── Data provided ──

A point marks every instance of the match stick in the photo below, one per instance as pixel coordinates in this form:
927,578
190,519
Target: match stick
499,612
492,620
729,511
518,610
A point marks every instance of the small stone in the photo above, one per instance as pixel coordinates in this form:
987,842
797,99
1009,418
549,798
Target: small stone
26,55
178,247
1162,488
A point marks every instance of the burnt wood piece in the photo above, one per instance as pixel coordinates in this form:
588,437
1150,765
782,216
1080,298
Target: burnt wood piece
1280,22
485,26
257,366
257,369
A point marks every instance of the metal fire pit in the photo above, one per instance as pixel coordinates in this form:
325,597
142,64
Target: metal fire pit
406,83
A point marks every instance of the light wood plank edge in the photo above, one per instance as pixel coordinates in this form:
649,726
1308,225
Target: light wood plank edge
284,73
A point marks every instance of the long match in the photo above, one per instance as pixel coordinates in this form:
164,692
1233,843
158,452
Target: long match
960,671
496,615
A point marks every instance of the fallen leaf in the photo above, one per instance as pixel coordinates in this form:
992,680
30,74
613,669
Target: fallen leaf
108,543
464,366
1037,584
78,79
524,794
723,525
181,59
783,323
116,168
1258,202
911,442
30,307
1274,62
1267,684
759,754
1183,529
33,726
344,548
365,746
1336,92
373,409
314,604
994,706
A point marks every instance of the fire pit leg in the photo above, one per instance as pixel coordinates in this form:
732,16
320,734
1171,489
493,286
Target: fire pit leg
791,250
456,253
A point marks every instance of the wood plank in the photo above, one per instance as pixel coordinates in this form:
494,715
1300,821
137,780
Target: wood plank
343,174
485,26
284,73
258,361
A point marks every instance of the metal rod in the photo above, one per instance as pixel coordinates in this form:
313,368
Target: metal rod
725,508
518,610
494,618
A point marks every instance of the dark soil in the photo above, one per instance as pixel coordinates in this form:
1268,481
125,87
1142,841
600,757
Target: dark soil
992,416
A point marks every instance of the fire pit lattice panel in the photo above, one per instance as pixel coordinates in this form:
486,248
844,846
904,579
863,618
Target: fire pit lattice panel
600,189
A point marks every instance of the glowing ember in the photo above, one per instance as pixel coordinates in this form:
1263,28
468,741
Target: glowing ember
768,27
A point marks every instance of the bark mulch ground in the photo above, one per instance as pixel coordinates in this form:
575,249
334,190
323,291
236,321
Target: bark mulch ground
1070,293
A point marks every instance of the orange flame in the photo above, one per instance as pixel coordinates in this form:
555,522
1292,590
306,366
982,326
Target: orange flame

───

▶ [What the task requires] Copy out all of the lines above again, word for word and in the same order.

▶ [Exercise solution]
A point marks every instance of the match stick in the photo below, one per instance as pixel coordinates in this form:
927,578
190,519
Target: match stick
499,612
492,620
729,511
518,610
A point marks every instance of the small stone in the photo above, one per instance as pixel coordinates in this form:
987,842
797,99
1009,418
549,798
Target: small stone
26,55
178,247
1162,488
A point marks every instance of the burnt wood piece in the photo above, one per instance as pixel coordinates in this form:
588,437
1150,765
782,216
1080,298
Target: burnt wood piece
1280,22
485,26
257,366
257,369
A point marks every instance of the metal fire pit in the photo above, one per instance as pixel coordinates in this form:
325,597
142,64
Target: metal fire pit
406,83
A point marks every instance of the light wood plank edge in the photo above, one per instance as pixel coordinates in this form:
649,726
1308,225
Target: light wood plank edge
284,73
A point marks every instance of the long match in the photo above, one per instance as pixel coordinates in this form:
164,692
1233,843
158,452
Target: long match
960,671
496,615
A point marks every instance of the fallen leaf in the photo above, one per instance as pixel coordinates in this form:
992,680
30,74
613,669
Target: fallen leaf
108,543
464,366
1037,584
78,79
524,794
723,525
181,59
783,323
116,168
1258,202
911,442
30,307
1274,62
1267,684
759,754
1183,529
33,726
344,548
365,746
1336,92
373,409
314,604
994,706
A point marks every instance of the fire pit leg in the photo above, one per instance as pixel coordinates in this form:
732,16
320,734
1171,489
493,286
Target: fire pit leg
791,250
456,253
A point marks every instance of the wood plank in the photo above, one per instance as pixel coordinates in this form:
494,715
1300,821
137,780
Target: wood plank
343,174
485,26
284,73
258,361
A point marks every instance of the metal rod in the photo above, one per instance as pixel coordinates in this form:
313,368
Target: metal rod
725,508
518,610
494,618
A point marks every instance of the dark soil in the photo above, one per instance as pixel coordinates in this form:
1268,481
125,87
1142,841
600,757
Target: dark soil
992,416
A point marks every instance of the fire pit lattice panel in the photo above, one per instance as pixel coordinates in this form:
486,248
844,846
904,579
863,618
Target: fire pit lattice panel
600,189
A point marks every instance of the glowing ember in the photo above, one per instance as pixel coordinates in this form:
1263,28
468,741
Target: glowing ember
768,27
A point marks every instance of the bark mulch ground in the photo above, one per instance as pixel coordinates in this form:
575,249
334,190
323,291
236,321
Target: bark mulch ground
1070,293
A point marks every instance of the orange flame in the photo above, one per instance as pixel coordinates in this form:
555,522
1292,590
306,366
982,326
Target: orange flame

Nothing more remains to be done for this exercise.